** Begin Page **

State’s Process for Responding to Other Types of Incidents Involving U.S. Defense Articles

State has previously assigned responsibility and developed guidance for gathering information about other types of incidents involving U.S.-provided defense articles. Specifically, in 2023, State implemented the Civilian Harm Incident Response Guidance and reporting process. This process pertains when State receives a report of civilian harm that may have involved the use of U.S.-provided defense articles by a foreign security force.

State’s process includes three stages: (1) incident analysis, which includes determining if a U.S. article was involved; (2) policy impact assessment, which includes assessing for potential violations; and (3) determining necessary reporting and responsive actions. (See GAO‑22‑105988 and GAO‑25‑107077.)

Source: GAO.  |  GAO‑25‑107622

According to PM/RSAT officials, State has no guidance outlining required actions or setting time frames for investigations. State’s Foreign Affairs Manual calls for maintaining effective systems of internal controls that incorporate GAO internal control standards. Standards for Internal Control in the Federal Government states that management should implement control activities through policies.[20] For example, with guidance from management, each unit should determine, on the basis of the objectives and related risks, the policies and day-to-day procedures necessary to operate. For other types of incidents involving U.S.-provided defense articles, State has assigned responsibility and developed guidance for gathering information.

** End Page **

- [Short problem 1]:
Answer these questions about the passage on State's incident response:
(a) In what year did State implement the Civilian Harm Incident Response Guidance?
(b) What is the second of the three stages in State's process?
(c) According to PM/RSAT officials, for what does State have no guidance?
- [Short problem 2]:
Copy the records line for line, beginning at their first line and stopping after the line that contains "POLYGON ((0 72, 175".

** Begin Recorded data **

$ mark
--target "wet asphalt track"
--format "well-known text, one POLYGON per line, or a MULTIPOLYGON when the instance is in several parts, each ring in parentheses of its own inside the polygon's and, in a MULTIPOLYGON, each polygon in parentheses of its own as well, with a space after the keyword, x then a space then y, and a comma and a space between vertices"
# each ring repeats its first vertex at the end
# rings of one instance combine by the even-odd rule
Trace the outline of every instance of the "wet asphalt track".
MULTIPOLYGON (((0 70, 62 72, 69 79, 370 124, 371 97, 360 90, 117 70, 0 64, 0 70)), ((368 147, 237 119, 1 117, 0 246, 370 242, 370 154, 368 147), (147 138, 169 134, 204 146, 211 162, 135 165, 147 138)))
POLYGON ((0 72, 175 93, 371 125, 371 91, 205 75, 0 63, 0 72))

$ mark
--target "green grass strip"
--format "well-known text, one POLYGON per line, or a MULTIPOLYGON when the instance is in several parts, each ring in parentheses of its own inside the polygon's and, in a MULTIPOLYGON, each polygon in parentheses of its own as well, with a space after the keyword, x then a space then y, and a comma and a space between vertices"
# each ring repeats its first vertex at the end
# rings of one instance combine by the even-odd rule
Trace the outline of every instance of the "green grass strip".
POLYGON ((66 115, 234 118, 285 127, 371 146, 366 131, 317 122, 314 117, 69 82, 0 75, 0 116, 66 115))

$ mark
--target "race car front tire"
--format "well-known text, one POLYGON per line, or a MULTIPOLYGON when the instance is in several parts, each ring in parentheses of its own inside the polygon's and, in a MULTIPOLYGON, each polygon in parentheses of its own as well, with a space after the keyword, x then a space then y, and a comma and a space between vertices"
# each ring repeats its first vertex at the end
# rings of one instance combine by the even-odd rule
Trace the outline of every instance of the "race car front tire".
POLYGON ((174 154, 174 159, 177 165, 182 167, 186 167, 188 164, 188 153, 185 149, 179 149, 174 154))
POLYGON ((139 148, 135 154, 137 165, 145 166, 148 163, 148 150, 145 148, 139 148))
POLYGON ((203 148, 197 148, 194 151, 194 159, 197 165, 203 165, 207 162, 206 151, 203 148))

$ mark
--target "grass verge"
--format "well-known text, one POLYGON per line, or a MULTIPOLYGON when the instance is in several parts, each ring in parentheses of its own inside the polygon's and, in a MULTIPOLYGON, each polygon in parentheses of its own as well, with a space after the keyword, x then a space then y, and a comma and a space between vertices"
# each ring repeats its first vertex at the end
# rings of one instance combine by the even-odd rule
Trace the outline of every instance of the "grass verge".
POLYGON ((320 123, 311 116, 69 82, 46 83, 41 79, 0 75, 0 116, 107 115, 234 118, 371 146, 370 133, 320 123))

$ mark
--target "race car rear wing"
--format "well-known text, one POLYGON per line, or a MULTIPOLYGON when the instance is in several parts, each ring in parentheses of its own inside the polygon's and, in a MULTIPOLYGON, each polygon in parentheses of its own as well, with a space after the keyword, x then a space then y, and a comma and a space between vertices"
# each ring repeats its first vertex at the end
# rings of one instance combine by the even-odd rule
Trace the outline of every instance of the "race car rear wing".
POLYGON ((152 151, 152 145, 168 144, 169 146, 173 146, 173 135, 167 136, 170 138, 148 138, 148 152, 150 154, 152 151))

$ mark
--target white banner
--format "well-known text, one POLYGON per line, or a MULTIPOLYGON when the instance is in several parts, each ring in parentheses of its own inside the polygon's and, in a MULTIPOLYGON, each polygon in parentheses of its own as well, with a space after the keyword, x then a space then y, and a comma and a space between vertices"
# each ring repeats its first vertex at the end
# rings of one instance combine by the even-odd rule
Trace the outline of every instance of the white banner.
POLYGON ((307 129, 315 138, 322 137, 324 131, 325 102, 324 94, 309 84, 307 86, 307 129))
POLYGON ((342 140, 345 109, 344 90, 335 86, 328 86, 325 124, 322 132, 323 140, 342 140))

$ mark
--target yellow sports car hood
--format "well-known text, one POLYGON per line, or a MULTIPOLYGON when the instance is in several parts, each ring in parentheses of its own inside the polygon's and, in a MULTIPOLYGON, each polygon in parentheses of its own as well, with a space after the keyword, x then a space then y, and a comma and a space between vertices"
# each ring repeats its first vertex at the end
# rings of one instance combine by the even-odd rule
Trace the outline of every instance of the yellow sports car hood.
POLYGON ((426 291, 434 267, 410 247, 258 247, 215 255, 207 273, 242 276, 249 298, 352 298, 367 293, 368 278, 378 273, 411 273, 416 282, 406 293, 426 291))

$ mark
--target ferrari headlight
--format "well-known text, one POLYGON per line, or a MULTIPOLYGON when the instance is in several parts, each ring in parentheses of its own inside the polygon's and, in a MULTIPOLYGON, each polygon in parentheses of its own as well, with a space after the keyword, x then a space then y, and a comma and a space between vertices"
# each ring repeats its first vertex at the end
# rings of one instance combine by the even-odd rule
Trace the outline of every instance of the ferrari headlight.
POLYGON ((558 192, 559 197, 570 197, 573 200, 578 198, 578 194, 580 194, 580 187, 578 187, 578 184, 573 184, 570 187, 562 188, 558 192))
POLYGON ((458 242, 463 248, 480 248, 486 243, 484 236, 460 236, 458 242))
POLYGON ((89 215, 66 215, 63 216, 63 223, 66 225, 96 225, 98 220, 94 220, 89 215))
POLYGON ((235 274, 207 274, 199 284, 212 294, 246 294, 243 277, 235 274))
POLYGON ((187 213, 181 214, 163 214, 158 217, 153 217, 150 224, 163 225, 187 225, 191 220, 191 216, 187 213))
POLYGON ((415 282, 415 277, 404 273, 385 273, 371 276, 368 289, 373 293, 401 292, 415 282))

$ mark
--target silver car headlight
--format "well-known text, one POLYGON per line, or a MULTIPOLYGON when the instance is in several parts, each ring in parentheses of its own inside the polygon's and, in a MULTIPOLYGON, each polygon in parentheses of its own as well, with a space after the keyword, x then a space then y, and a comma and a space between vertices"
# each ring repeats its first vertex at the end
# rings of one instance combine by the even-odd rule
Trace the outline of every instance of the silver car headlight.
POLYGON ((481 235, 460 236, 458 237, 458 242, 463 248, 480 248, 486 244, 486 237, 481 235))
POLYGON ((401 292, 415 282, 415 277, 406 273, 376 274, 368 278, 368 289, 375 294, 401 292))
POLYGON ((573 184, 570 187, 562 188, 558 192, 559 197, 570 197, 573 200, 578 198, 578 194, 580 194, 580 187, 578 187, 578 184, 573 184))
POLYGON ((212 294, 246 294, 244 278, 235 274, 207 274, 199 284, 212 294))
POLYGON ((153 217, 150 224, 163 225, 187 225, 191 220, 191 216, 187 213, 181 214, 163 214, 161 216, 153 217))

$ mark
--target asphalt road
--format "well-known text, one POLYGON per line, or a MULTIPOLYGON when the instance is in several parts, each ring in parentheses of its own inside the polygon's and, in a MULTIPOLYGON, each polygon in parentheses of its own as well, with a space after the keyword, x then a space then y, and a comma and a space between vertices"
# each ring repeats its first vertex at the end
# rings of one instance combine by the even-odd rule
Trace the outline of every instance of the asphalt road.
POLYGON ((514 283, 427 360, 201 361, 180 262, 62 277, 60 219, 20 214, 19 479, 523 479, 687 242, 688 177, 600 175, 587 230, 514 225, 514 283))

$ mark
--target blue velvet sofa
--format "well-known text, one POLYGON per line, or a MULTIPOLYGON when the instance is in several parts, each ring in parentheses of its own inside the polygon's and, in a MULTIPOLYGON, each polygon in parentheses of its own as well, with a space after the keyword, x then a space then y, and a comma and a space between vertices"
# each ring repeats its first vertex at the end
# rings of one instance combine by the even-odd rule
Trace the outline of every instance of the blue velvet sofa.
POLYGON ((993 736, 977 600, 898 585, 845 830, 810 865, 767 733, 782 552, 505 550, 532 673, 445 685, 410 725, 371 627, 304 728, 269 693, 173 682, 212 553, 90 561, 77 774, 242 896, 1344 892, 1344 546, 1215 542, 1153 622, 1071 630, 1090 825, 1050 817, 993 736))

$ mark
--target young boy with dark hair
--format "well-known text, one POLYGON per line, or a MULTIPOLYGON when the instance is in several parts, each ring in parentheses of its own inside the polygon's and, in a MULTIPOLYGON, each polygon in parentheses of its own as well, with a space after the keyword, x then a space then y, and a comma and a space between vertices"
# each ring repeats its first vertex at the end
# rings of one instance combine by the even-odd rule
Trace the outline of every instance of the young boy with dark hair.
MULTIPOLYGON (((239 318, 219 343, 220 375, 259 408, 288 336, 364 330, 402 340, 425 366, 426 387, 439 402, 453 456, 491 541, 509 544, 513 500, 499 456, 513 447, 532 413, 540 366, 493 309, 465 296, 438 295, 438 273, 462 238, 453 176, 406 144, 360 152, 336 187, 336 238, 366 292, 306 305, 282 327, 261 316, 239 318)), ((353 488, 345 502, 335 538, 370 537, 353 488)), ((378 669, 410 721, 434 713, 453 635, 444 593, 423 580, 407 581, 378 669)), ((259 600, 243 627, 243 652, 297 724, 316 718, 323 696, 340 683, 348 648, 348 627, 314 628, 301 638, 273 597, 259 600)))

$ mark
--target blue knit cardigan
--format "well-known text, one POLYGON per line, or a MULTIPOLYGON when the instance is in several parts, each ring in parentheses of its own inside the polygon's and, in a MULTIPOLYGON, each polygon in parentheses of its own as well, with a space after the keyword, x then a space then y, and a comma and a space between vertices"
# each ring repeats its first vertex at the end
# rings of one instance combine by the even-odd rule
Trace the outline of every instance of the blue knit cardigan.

** End Recorded data **

- [Answer 1]:
(a) 2023.
(b) Policy impact assessment, which includes assessing for potential violations.
(c) Outlining required actions or setting time frames for investigations.

- [Answer 2]:
$ mark
--target "wet asphalt track"
--format "well-known text, one POLYGON per line, or a MULTIPOLYGON when the instance is in several parts, each ring in parentheses of its own inside the polygon's and, in a MULTIPOLYGON, each polygon in parentheses of its own as well, with a space after the keyword, x then a space then y, and a comma and a space between vertices"
# each ring repeats its first vertex at the end
# rings of one instance combine by the even-odd rule
Trace the outline of every instance of the "wet asphalt track".
MULTIPOLYGON (((0 70, 62 72, 69 79, 370 124, 371 97, 360 90, 117 70, 0 64, 0 70)), ((368 147, 237 119, 1 117, 0 246, 370 242, 370 154, 368 147), (147 138, 169 134, 204 146, 211 162, 135 165, 147 138)))
POLYGON ((0 72, 175 93, 371 125, 371 91, 205 75, 0 63, 0 72))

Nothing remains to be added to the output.